▶ [Yang Perlu Dikerjakan]
Sebutkan setiap tokoh yang menurut teks tentang ulama di bawah ini dibuang oleh penjajah Belanda, beserta tempat pembuangan masing-masing.

▶ [Blok Teks]
Fenomena terror, kekerasan bahkan pembunuhan terhadap ulama
kembali terulang. Sebuah fenomena sejarah yang rasanya belum hilang dalam benak
ummat Islam Indonesia. Dalam upaya menjauhkan masyarakat dari ulama, maka
dibuatlah sejumlah aksi terror yang dilancarkan oleh segelintir orang.
Jika dulu Imam Bonjol sebagai ulama di Sumatera Barat, dibuang
ke Minahasa Sulawesi Utara. Pengeran Diponegoro ulama sekaligus priyai yang
menjadi pemimpin perlawanan rakyat Jawa Tengah terhadap penjajah Belanda, pun
mengalami nasib yang sama. Pangeran Diponegoro dibuang ke Manado. Tak lupa
pejuang Aceh. Seorang wanita salehah yang hanya bisa berbicara dengan dua
bahasa, yakni bahasa Aceh dan bahasa Arab ini, juga mendapatkan perlakuan yang
sama. Rupanya, penjajah dan antek-antek oeloebalangnya masih saja
ketakutan dengan seorang janda tua renta dan rabun. Atas usulan Snouck
Hurgronje, Cut Nyak Din pun dibuang hingga wafat di Sumedang. Demikian H.O.S.
Tjokroaminoto, seorang ulama sekaligus priyai Jawa kharismatik yang kemudian
dibuang ke Boven Digoel. Semua ini dilakukan penjajah Belanda dari sejak awal
abad 18 sampai awal abad 19.
Demikianlah ulama dibuang dan dijauhkan dari masyarakat. Dengan
harapan, akan tumbuh masyarakat tanpa ulama, yang tidak punya kesadaran agama,
tidak punya kesadaran berjuang dan tidak punya kesadaran akan musuh. Dengan
kondisi seperti ini, lambat-laun akan tumbuh masyarakat yang kosong
spiritualnya, terombang-ambing pemikirannya, dan mudah terprovokasi oleh
isu-isu yang tidak pernah ditabayyunkan (diklarifikasi) oleh mereka.
Masyarakat yang jauh dari ulama, hanya akan tumbuh menjadi
masyarakat yang ummy (buta) terhadap wahyu, tak tahu kewajiban dan
tujuan penciptaan diri dan alam tempat berpijaknya. Tak paham fungsi dan
perannya, sampai klimaksnya mereka tak sadar kalau mereka sedang menjadi
sasaran empuk paham-paham yang penuh dengan radikalisme yang ditunggangi iblis
dan para pengikut setianya.

▶ [Catatan dari sebuah dataset]
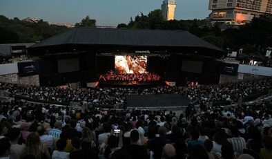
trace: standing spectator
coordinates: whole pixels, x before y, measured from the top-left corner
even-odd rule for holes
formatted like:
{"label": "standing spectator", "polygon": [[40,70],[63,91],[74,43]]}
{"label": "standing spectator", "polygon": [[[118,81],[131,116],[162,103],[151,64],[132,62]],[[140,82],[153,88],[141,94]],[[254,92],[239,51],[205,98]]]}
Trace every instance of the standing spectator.
{"label": "standing spectator", "polygon": [[65,152],[64,148],[66,147],[66,140],[64,139],[60,139],[56,142],[56,147],[57,150],[53,151],[52,155],[52,159],[70,159],[70,153]]}
{"label": "standing spectator", "polygon": [[8,133],[8,128],[4,122],[5,120],[0,122],[0,139],[5,138],[5,135]]}
{"label": "standing spectator", "polygon": [[12,151],[11,158],[20,159],[25,153],[26,144],[19,144],[18,141],[21,138],[21,130],[19,128],[12,128],[8,130],[8,137],[10,139]]}
{"label": "standing spectator", "polygon": [[10,158],[10,140],[8,138],[0,139],[0,158]]}
{"label": "standing spectator", "polygon": [[128,145],[126,149],[131,156],[132,159],[148,158],[147,149],[144,146],[137,144],[139,140],[139,133],[137,130],[133,130],[130,132],[130,144]]}
{"label": "standing spectator", "polygon": [[175,147],[171,144],[166,144],[162,151],[162,159],[173,159],[175,156]]}
{"label": "standing spectator", "polygon": [[264,149],[261,149],[260,155],[263,159],[270,159],[272,156],[272,138],[269,136],[264,136]]}
{"label": "standing spectator", "polygon": [[111,131],[111,125],[110,125],[110,124],[108,123],[108,122],[104,122],[103,124],[103,131],[104,131],[104,133],[101,133],[101,134],[99,134],[98,135],[98,144],[99,144],[99,146],[110,135],[110,131]]}

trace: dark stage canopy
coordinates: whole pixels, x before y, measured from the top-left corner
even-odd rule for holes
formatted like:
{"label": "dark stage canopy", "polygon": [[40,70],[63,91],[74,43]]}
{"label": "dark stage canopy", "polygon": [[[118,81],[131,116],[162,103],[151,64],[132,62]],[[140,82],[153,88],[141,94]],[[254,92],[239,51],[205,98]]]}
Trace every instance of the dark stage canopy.
{"label": "dark stage canopy", "polygon": [[128,108],[168,108],[187,106],[190,100],[175,94],[128,95]]}
{"label": "dark stage canopy", "polygon": [[[30,49],[57,46],[119,46],[133,48],[198,48],[222,55],[224,50],[188,31],[75,28],[32,46]],[[218,56],[217,55],[215,56]]]}

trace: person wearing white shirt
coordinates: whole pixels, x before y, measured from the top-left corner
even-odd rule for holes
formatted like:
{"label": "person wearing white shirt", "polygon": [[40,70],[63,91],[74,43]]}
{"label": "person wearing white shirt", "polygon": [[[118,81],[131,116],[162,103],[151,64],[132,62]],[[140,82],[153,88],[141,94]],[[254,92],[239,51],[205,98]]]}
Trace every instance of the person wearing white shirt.
{"label": "person wearing white shirt", "polygon": [[46,129],[41,125],[37,128],[37,131],[39,135],[41,143],[46,144],[48,149],[52,150],[54,148],[54,137],[50,135],[45,135]]}
{"label": "person wearing white shirt", "polygon": [[[56,142],[57,150],[53,151],[52,159],[69,159],[70,153],[65,152],[64,148],[66,147],[66,140],[65,139],[59,139]],[[87,157],[87,156],[86,156]]]}

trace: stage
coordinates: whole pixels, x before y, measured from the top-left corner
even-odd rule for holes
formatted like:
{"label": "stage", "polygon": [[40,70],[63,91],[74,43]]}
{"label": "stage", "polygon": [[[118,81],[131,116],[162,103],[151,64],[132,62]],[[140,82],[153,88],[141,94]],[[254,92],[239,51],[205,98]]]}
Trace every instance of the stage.
{"label": "stage", "polygon": [[187,107],[190,100],[176,94],[128,96],[127,108],[137,109],[178,109]]}

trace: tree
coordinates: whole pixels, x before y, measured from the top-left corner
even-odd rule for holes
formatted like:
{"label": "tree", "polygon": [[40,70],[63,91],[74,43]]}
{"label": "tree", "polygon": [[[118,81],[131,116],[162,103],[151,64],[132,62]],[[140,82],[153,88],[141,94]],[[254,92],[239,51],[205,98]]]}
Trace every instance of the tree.
{"label": "tree", "polygon": [[119,24],[117,26],[117,28],[127,28],[128,26],[126,24]]}
{"label": "tree", "polygon": [[81,22],[76,23],[75,27],[93,27],[96,26],[97,21],[94,19],[90,19],[90,17],[87,15],[85,19],[82,19]]}

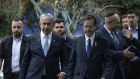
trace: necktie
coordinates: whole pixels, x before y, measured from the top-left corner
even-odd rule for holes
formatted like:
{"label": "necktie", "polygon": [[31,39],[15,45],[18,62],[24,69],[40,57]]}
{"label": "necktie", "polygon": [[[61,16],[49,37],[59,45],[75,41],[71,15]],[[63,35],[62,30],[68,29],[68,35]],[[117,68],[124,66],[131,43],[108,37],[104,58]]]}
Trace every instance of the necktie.
{"label": "necktie", "polygon": [[47,36],[44,37],[43,51],[44,51],[44,55],[46,56],[48,52],[48,37]]}
{"label": "necktie", "polygon": [[111,35],[112,35],[112,39],[113,39],[113,42],[114,42],[114,46],[116,49],[118,49],[119,47],[119,40],[117,39],[117,36],[115,35],[114,32],[111,32]]}
{"label": "necktie", "polygon": [[87,57],[89,58],[91,53],[91,39],[88,39],[88,44],[87,44]]}

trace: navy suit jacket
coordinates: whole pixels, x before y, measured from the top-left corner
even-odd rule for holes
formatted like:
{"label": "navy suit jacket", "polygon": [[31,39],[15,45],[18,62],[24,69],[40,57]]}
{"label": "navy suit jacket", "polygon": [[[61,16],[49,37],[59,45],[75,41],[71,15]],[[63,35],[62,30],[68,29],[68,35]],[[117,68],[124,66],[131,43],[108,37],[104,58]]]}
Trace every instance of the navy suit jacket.
{"label": "navy suit jacket", "polygon": [[68,64],[68,79],[111,79],[112,61],[107,41],[95,35],[91,54],[87,58],[85,36],[74,40],[73,49]]}
{"label": "navy suit jacket", "polygon": [[[19,65],[21,65],[22,58],[24,56],[26,44],[28,42],[28,38],[23,35],[21,48],[20,48],[20,61]],[[0,58],[4,59],[4,66],[3,66],[3,74],[4,79],[11,79],[12,69],[12,45],[13,45],[13,36],[8,36],[4,38],[0,44]]]}
{"label": "navy suit jacket", "polygon": [[107,41],[109,42],[109,48],[110,48],[110,52],[112,54],[112,63],[113,63],[113,71],[112,71],[112,77],[114,77],[115,75],[115,71],[117,68],[120,69],[120,73],[123,76],[123,79],[125,79],[125,75],[124,75],[124,67],[123,67],[123,63],[124,63],[124,56],[123,56],[123,49],[125,46],[125,41],[123,39],[122,33],[120,33],[120,31],[116,31],[116,36],[119,40],[119,47],[118,49],[115,48],[114,46],[114,42],[112,37],[110,36],[110,34],[108,33],[108,31],[105,29],[105,27],[101,27],[100,29],[98,29],[96,31],[97,34],[101,35],[102,37],[106,38]]}
{"label": "navy suit jacket", "polygon": [[60,71],[67,71],[68,56],[65,48],[65,40],[52,33],[52,40],[47,56],[44,55],[40,40],[40,33],[30,38],[21,65],[20,79],[41,79],[44,67],[47,79],[58,79],[57,74]]}

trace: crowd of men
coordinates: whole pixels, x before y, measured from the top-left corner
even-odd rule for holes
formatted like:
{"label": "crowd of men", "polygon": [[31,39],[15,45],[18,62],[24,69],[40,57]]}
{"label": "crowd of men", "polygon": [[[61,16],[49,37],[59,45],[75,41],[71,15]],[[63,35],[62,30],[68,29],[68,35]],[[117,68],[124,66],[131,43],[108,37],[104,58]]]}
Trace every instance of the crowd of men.
{"label": "crowd of men", "polygon": [[23,34],[21,19],[12,21],[12,35],[0,43],[4,79],[140,79],[138,15],[127,11],[105,16],[98,27],[94,15],[83,19],[84,35],[71,39],[62,19],[42,14],[41,31]]}

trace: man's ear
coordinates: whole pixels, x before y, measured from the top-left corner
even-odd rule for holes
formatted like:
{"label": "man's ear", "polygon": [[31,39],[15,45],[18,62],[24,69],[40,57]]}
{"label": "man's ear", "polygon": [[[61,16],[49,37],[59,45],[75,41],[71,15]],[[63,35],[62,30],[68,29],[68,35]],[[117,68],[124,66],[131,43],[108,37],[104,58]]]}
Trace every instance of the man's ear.
{"label": "man's ear", "polygon": [[39,27],[41,28],[41,22],[39,21]]}

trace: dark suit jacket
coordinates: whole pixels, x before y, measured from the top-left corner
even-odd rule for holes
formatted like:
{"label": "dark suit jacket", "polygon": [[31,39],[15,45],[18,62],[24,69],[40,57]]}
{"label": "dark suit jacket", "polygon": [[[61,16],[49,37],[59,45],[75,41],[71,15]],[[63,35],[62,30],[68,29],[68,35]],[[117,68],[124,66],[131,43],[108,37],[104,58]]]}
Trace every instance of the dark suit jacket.
{"label": "dark suit jacket", "polygon": [[[27,37],[23,35],[20,48],[20,62],[19,62],[20,65],[22,58],[24,56],[27,42],[28,42]],[[0,44],[0,58],[4,59],[3,66],[4,79],[11,79],[12,44],[13,44],[13,36],[8,36],[4,38]]]}
{"label": "dark suit jacket", "polygon": [[111,79],[112,62],[105,39],[95,35],[90,57],[87,58],[85,36],[74,40],[68,64],[68,79]]}
{"label": "dark suit jacket", "polygon": [[122,38],[122,33],[120,31],[116,32],[116,35],[119,39],[120,45],[118,49],[115,48],[114,42],[108,31],[105,29],[105,27],[101,27],[96,31],[97,34],[103,36],[106,38],[109,42],[109,48],[110,52],[112,54],[112,63],[113,63],[113,71],[112,71],[112,77],[115,76],[115,72],[117,69],[120,70],[120,74],[123,76],[123,79],[125,79],[124,75],[124,67],[123,67],[123,61],[124,61],[124,56],[123,56],[123,46],[124,46],[124,39]]}
{"label": "dark suit jacket", "polygon": [[66,47],[67,47],[67,50],[68,50],[68,56],[70,57],[71,50],[72,50],[73,39],[71,39],[70,37],[66,36],[65,37],[65,42],[66,42]]}
{"label": "dark suit jacket", "polygon": [[21,65],[20,79],[41,79],[44,67],[47,79],[58,79],[56,75],[60,73],[59,58],[61,71],[67,71],[68,56],[64,47],[65,40],[52,33],[47,56],[44,55],[40,40],[40,33],[29,39],[29,45]]}

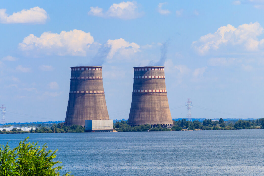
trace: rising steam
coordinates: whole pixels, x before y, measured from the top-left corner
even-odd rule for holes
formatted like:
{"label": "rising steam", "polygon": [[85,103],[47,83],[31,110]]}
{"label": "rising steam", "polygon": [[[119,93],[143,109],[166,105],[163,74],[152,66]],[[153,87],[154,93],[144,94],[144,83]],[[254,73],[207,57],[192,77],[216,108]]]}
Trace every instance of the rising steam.
{"label": "rising steam", "polygon": [[105,44],[102,45],[97,53],[89,63],[91,66],[101,66],[105,61],[108,53],[111,50],[111,46]]}
{"label": "rising steam", "polygon": [[163,43],[161,47],[161,58],[157,62],[154,63],[153,61],[150,61],[148,64],[149,66],[164,66],[165,61],[167,59],[167,52],[168,51],[168,46],[169,42],[169,39]]}

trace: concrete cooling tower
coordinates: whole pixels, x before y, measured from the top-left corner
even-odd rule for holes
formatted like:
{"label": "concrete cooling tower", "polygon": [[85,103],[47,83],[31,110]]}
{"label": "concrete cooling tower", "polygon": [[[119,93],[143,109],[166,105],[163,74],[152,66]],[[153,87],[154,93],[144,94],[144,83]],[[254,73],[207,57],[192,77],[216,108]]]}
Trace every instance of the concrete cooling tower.
{"label": "concrete cooling tower", "polygon": [[65,125],[84,126],[85,120],[109,119],[101,66],[71,67]]}
{"label": "concrete cooling tower", "polygon": [[134,67],[134,85],[128,123],[134,126],[173,126],[165,84],[164,67]]}

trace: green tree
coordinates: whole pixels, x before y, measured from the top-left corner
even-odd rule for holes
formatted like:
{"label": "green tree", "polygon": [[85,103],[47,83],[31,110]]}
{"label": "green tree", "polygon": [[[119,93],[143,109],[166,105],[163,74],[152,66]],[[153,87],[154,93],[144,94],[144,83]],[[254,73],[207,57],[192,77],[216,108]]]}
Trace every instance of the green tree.
{"label": "green tree", "polygon": [[[1,176],[58,176],[63,166],[54,167],[59,161],[53,161],[56,150],[47,151],[44,144],[41,149],[37,143],[27,143],[29,138],[10,150],[8,143],[0,147]],[[63,176],[71,175],[68,172]]]}

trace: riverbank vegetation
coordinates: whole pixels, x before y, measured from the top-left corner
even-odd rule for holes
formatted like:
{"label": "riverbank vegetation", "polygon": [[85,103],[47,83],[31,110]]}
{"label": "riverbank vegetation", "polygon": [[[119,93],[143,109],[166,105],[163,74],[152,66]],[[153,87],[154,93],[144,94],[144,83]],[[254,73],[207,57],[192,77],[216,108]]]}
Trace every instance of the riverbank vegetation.
{"label": "riverbank vegetation", "polygon": [[[61,175],[58,171],[63,166],[58,166],[58,164],[61,162],[54,161],[57,150],[47,151],[46,144],[41,148],[37,142],[28,142],[28,139],[20,142],[18,146],[12,149],[8,143],[5,146],[0,146],[0,175]],[[73,176],[69,173],[70,172],[62,175]]]}
{"label": "riverbank vegetation", "polygon": [[[7,129],[10,127],[5,126]],[[20,127],[12,128],[9,131],[4,129],[0,130],[0,134],[22,134],[24,133],[82,133],[84,132],[84,128],[81,125],[74,125],[67,126],[64,123],[53,124],[38,124],[35,127],[31,127],[28,131],[23,131]],[[5,128],[5,126],[2,127]],[[21,128],[23,128],[21,127]]]}
{"label": "riverbank vegetation", "polygon": [[[264,118],[256,120],[225,121],[221,118],[219,121],[208,119],[202,121],[195,120],[193,122],[183,118],[173,121],[174,125],[171,129],[162,128],[160,124],[158,124],[157,127],[152,128],[149,124],[132,127],[128,124],[127,121],[124,120],[114,123],[114,127],[115,130],[119,132],[264,129]],[[21,125],[13,128],[11,125],[5,125],[1,127],[3,129],[0,130],[0,134],[81,133],[85,131],[84,128],[80,125],[68,126],[65,126],[63,123],[35,125],[30,124],[25,127],[25,124]],[[25,129],[28,130],[23,130]]]}
{"label": "riverbank vegetation", "polygon": [[171,129],[163,128],[161,125],[158,127],[151,128],[150,125],[140,125],[131,127],[127,121],[121,121],[115,124],[114,127],[118,131],[179,131],[181,130],[240,130],[264,129],[264,118],[257,120],[224,121],[221,118],[219,121],[205,119],[202,122],[195,120],[193,122],[185,118],[173,122],[174,125]]}

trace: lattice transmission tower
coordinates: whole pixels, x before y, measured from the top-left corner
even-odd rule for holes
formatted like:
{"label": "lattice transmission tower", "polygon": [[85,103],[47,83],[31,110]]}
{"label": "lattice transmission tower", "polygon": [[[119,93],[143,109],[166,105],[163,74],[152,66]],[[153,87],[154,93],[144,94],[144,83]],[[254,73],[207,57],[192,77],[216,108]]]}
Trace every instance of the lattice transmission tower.
{"label": "lattice transmission tower", "polygon": [[0,108],[2,109],[1,111],[2,111],[2,117],[1,118],[1,122],[0,122],[0,123],[3,125],[6,125],[6,119],[4,118],[4,114],[6,113],[6,109],[5,107],[4,107],[4,104],[1,104],[2,107],[0,107]]}
{"label": "lattice transmission tower", "polygon": [[187,115],[186,115],[186,118],[187,120],[192,121],[192,114],[191,113],[191,105],[192,102],[190,101],[191,98],[187,98],[188,101],[185,102],[185,104],[187,106]]}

▶ [Hasil Latihan]
- Imam Bonjol: Minahasa, Sulawesi Utara
- Pangeran Diponegoro: Manado
- Cut Nyak Din: Sumedang
- H.O.S. Tjokroaminoto: Boven Digoel